#### 所给摘录:
Leetcode 97. Interleaving String

Given s1, s2, s3, find whether s3 is formed by the interleaving of s1 and s2.

For example,

Given:

s1 = “aabcc”,

s2 = “dbbca”,

When s3 = “aadbbcbcac”, return true.

When s3 = “aadbbbaccc”, return false.

超时 99 / 101

class Solution {
public:
bool isInterleave(string s1, string s2, string s3) {
if (s3.size() != (s1.size() + s2.size())) return false;

if (s3 == "" && s1 == "" && s2 == "") return true;

if (s1[0] == s3[0] && isInterleave(string(s1.begin() + 1, s1.end()), s2, string(s3.begin() + 1, s3.end())))

#### 任务要求:
将摘录中从“超时 99 / 101”直至“string(s3.begin() + 1, s3.end())))”的一段一字不差地照抄下来。 这些条目用不到。

#### 数据部分:
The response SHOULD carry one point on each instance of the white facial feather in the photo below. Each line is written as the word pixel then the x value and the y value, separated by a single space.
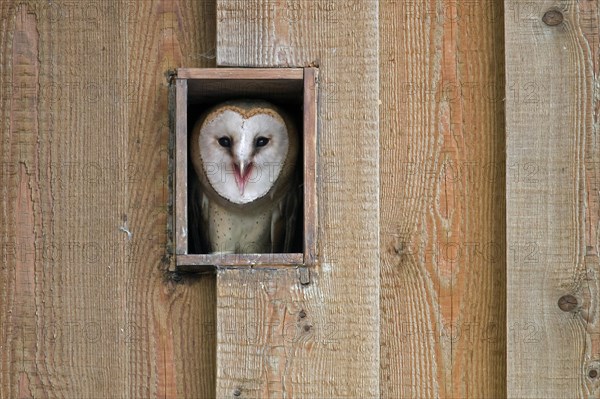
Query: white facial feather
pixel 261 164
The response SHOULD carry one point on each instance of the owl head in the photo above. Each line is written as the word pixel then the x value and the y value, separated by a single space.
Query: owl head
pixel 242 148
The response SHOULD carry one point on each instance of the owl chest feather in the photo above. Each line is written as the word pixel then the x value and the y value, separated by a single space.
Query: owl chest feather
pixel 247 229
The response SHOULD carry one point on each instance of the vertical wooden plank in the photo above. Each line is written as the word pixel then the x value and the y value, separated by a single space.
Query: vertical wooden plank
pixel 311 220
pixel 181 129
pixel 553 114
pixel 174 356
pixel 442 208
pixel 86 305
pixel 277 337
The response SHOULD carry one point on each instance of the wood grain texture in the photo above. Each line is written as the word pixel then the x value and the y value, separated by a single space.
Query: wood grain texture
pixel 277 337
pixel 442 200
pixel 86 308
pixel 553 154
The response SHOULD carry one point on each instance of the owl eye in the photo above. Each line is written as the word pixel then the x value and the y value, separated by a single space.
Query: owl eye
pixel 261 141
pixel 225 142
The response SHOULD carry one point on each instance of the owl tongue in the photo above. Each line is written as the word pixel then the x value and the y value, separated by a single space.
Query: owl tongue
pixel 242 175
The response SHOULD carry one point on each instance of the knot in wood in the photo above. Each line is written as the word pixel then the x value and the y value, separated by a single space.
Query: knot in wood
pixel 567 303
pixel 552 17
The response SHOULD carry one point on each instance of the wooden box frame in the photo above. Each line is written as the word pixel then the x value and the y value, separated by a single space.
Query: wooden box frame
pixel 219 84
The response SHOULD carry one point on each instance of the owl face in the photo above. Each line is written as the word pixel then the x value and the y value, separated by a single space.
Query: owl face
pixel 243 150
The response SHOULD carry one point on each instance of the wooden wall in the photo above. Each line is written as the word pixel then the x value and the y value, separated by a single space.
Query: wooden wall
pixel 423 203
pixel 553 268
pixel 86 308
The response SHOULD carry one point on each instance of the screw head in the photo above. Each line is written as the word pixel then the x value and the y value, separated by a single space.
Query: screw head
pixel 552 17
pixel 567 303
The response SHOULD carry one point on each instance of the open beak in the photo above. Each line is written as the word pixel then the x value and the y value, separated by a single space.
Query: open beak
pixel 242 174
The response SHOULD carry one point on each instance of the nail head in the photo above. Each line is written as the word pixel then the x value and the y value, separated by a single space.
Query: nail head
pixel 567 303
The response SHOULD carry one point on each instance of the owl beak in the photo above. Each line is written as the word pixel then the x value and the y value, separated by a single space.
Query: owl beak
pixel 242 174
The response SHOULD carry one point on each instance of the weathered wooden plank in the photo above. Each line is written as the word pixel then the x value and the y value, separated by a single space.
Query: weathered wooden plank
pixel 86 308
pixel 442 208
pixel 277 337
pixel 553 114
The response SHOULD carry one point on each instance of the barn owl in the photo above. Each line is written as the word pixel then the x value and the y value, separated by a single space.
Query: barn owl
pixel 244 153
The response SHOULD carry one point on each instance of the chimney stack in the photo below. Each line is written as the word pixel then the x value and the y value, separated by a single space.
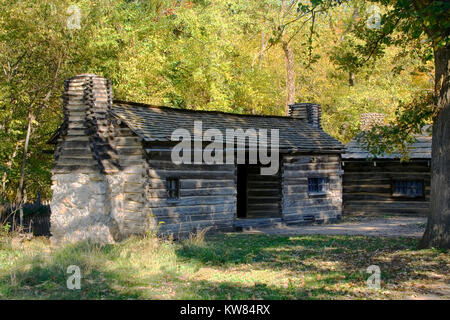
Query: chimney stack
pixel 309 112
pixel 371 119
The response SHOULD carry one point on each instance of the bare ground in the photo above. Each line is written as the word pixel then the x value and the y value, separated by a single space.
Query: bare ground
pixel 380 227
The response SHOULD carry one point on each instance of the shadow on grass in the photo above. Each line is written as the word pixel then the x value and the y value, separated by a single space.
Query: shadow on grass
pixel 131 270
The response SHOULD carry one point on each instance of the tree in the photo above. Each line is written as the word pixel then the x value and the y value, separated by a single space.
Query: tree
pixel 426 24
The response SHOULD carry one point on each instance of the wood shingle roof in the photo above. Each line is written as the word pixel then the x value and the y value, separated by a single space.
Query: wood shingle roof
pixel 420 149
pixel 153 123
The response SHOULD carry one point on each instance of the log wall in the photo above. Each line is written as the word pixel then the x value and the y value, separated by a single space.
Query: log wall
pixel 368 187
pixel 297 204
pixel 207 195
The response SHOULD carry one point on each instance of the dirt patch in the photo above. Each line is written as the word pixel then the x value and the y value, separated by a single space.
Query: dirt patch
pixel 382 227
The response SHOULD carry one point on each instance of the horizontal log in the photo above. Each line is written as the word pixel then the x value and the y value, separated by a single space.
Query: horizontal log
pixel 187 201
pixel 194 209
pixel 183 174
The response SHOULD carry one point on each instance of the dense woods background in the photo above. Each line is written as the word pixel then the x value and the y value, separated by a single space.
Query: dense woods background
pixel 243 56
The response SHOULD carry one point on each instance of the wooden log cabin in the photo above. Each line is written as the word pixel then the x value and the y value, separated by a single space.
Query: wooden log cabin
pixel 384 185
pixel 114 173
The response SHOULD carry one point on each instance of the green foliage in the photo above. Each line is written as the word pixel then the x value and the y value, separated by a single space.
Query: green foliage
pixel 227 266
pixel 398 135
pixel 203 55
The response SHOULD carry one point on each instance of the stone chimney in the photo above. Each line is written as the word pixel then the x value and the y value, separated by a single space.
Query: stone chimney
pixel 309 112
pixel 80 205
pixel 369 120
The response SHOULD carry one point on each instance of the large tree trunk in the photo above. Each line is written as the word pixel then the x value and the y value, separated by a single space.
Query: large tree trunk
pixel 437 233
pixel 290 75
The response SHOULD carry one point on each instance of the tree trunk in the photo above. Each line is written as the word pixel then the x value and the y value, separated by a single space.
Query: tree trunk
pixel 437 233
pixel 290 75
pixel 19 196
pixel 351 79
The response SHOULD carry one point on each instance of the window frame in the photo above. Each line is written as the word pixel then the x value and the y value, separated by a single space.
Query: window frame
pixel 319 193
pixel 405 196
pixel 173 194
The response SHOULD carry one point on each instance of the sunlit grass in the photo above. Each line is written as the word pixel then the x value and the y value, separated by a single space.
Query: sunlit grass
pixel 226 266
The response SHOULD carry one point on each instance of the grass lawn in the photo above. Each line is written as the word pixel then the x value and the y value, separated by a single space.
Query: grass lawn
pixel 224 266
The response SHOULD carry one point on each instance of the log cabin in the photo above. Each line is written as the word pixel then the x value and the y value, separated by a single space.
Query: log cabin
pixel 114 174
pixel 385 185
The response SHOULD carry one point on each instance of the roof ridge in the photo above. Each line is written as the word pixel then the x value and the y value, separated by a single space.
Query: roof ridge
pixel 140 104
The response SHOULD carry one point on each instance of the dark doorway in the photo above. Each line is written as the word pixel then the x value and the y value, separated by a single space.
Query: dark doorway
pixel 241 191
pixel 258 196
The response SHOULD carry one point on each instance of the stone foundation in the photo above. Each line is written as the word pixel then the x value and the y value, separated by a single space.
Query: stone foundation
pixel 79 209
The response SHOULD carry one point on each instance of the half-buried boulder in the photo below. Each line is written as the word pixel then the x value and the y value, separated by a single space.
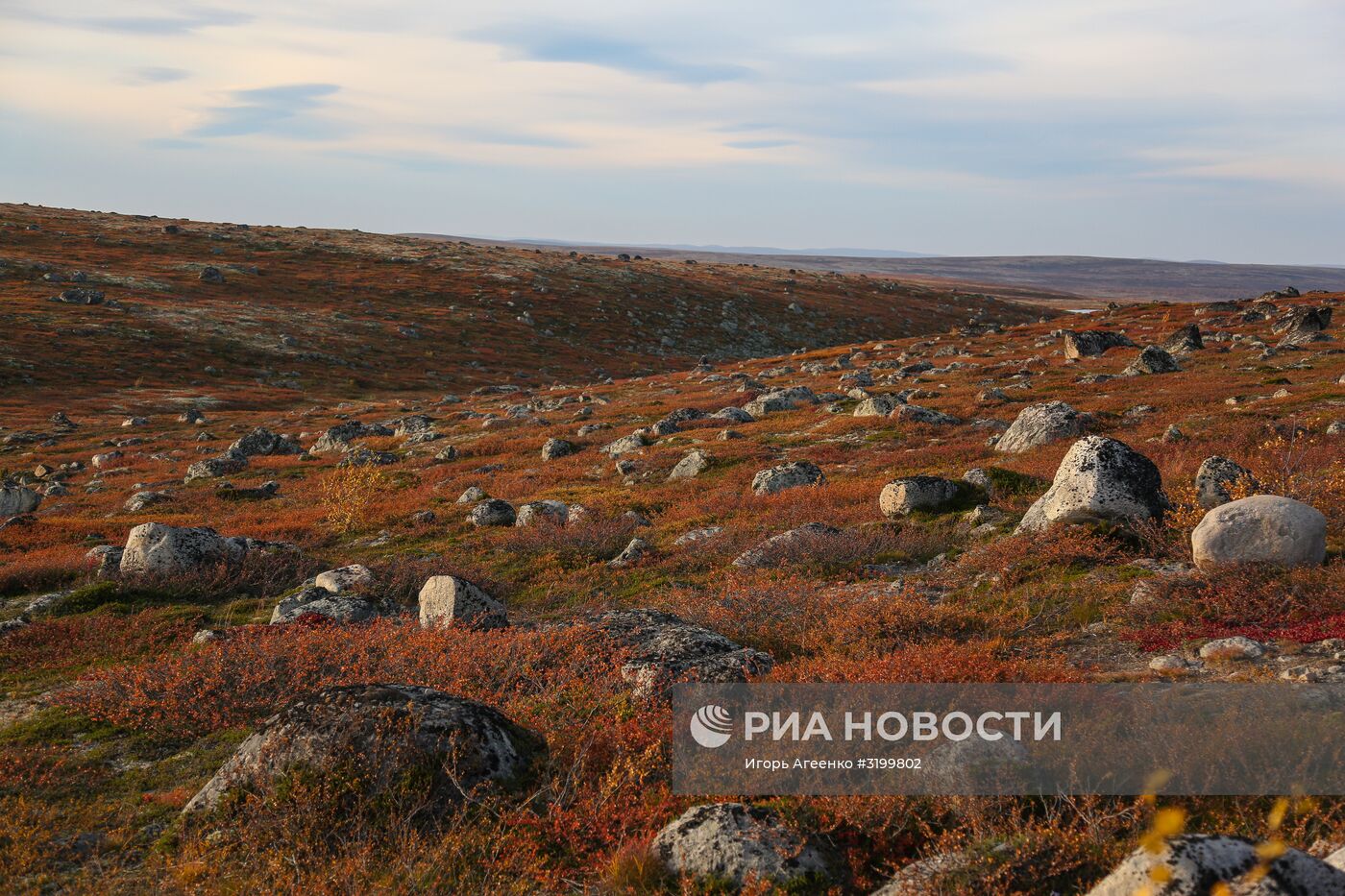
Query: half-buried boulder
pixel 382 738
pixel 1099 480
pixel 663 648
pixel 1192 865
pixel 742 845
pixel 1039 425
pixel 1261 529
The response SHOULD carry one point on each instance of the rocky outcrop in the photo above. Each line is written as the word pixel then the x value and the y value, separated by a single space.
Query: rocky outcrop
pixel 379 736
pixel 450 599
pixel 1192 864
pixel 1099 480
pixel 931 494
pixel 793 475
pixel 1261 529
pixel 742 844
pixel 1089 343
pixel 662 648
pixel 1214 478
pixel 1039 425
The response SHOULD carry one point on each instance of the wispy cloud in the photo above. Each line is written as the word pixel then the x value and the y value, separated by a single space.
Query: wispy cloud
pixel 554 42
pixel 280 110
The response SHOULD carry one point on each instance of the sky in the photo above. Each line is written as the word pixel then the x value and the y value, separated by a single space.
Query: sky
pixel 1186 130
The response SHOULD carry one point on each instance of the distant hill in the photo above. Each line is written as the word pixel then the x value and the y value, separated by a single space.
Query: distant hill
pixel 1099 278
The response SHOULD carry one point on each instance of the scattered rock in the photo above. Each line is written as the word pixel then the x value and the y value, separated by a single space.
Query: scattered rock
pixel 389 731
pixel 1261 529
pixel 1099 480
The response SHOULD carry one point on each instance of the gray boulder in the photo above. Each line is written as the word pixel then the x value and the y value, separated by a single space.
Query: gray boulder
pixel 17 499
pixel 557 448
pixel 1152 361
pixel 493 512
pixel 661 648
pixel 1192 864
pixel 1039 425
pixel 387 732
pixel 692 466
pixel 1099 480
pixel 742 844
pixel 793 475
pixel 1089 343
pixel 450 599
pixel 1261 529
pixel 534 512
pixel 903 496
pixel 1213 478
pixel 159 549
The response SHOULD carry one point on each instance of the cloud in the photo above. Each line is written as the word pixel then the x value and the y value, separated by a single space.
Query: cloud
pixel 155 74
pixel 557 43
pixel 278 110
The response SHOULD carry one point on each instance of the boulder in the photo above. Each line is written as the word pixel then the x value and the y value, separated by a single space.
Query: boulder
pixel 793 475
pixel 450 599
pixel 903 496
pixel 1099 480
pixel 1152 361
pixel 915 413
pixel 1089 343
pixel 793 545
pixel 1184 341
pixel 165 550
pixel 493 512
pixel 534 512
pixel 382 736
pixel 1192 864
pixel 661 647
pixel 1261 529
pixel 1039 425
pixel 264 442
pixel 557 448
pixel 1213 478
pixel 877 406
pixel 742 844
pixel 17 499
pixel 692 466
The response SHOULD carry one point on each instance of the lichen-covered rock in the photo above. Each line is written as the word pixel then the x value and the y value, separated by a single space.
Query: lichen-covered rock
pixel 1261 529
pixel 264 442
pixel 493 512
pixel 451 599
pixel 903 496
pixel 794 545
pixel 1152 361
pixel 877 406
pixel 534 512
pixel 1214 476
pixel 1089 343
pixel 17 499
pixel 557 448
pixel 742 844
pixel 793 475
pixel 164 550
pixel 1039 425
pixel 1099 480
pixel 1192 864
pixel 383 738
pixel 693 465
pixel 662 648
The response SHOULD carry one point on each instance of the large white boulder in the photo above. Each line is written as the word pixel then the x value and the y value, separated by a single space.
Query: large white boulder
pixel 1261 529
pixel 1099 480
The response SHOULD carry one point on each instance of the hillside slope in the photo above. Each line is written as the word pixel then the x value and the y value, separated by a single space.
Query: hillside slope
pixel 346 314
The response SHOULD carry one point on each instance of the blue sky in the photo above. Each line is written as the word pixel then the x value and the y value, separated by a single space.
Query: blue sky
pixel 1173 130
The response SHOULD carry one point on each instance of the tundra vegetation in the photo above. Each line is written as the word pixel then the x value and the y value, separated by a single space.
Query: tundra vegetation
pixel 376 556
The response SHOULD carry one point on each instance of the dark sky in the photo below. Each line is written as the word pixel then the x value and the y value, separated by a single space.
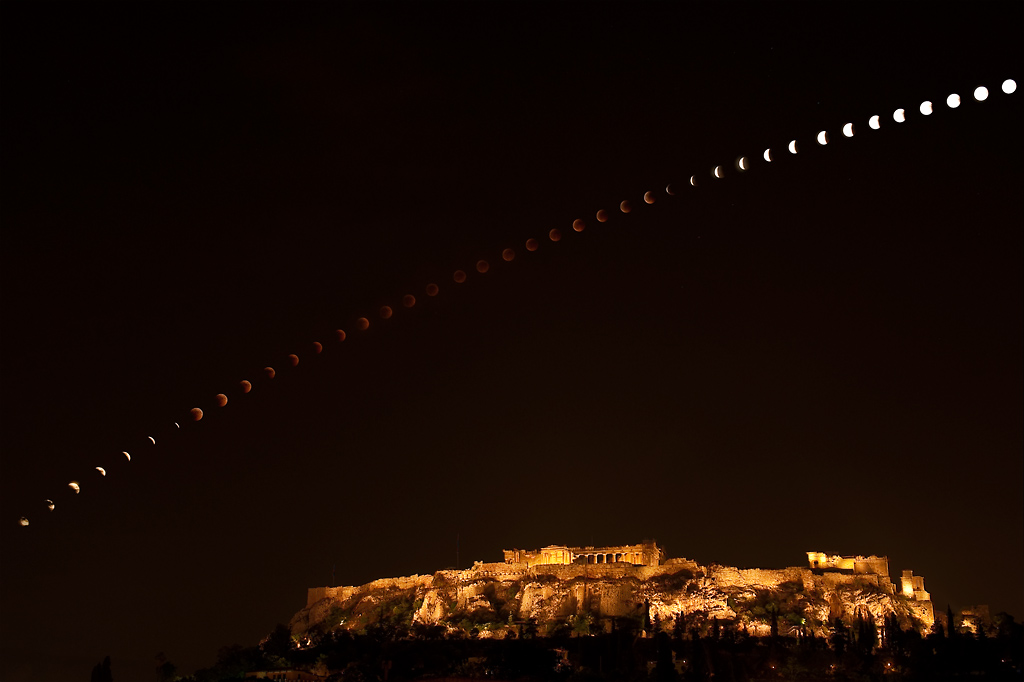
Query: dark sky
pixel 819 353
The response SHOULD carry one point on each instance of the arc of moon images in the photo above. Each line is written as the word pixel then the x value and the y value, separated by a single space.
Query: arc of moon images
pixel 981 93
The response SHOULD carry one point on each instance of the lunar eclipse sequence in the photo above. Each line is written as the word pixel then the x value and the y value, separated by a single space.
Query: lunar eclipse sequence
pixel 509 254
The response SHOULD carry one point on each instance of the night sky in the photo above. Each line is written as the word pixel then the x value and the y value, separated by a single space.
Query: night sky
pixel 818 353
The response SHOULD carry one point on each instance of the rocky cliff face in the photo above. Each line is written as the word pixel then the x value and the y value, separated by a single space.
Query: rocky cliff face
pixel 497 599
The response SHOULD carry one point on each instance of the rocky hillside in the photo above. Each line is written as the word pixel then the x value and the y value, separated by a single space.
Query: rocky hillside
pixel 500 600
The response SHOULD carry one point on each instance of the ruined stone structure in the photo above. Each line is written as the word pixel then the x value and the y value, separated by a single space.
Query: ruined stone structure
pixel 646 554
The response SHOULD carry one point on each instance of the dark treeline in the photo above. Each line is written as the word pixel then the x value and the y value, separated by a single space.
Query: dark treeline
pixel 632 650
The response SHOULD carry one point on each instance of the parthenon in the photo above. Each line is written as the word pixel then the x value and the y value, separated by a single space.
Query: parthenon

#### 练习输出:
超时 99 / 101

class Solution {
public:
bool isInterleave(string s1, string s2, string s3) {
if (s3.size() != (s1.size() + s2.size())) return false;

if (s3 == "" && s1 == "" && s2 == "") return true;

if (s1[0] == s3[0] && isInterleave(string(s1.begin() + 1, s1.end()), s2, string(s3.begin() + 1, s3.end())))